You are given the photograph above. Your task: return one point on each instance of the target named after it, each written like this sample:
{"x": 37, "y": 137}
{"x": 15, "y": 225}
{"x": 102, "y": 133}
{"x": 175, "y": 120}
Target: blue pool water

Task directions:
Copy out the lines above word for word, keeping every character and line break the same.

Task answer:
You are given the photograph above. Your task: return one point on each instance of the target named after it, each written like this sample:
{"x": 37, "y": 137}
{"x": 15, "y": 225}
{"x": 102, "y": 133}
{"x": 175, "y": 120}
Target: blue pool water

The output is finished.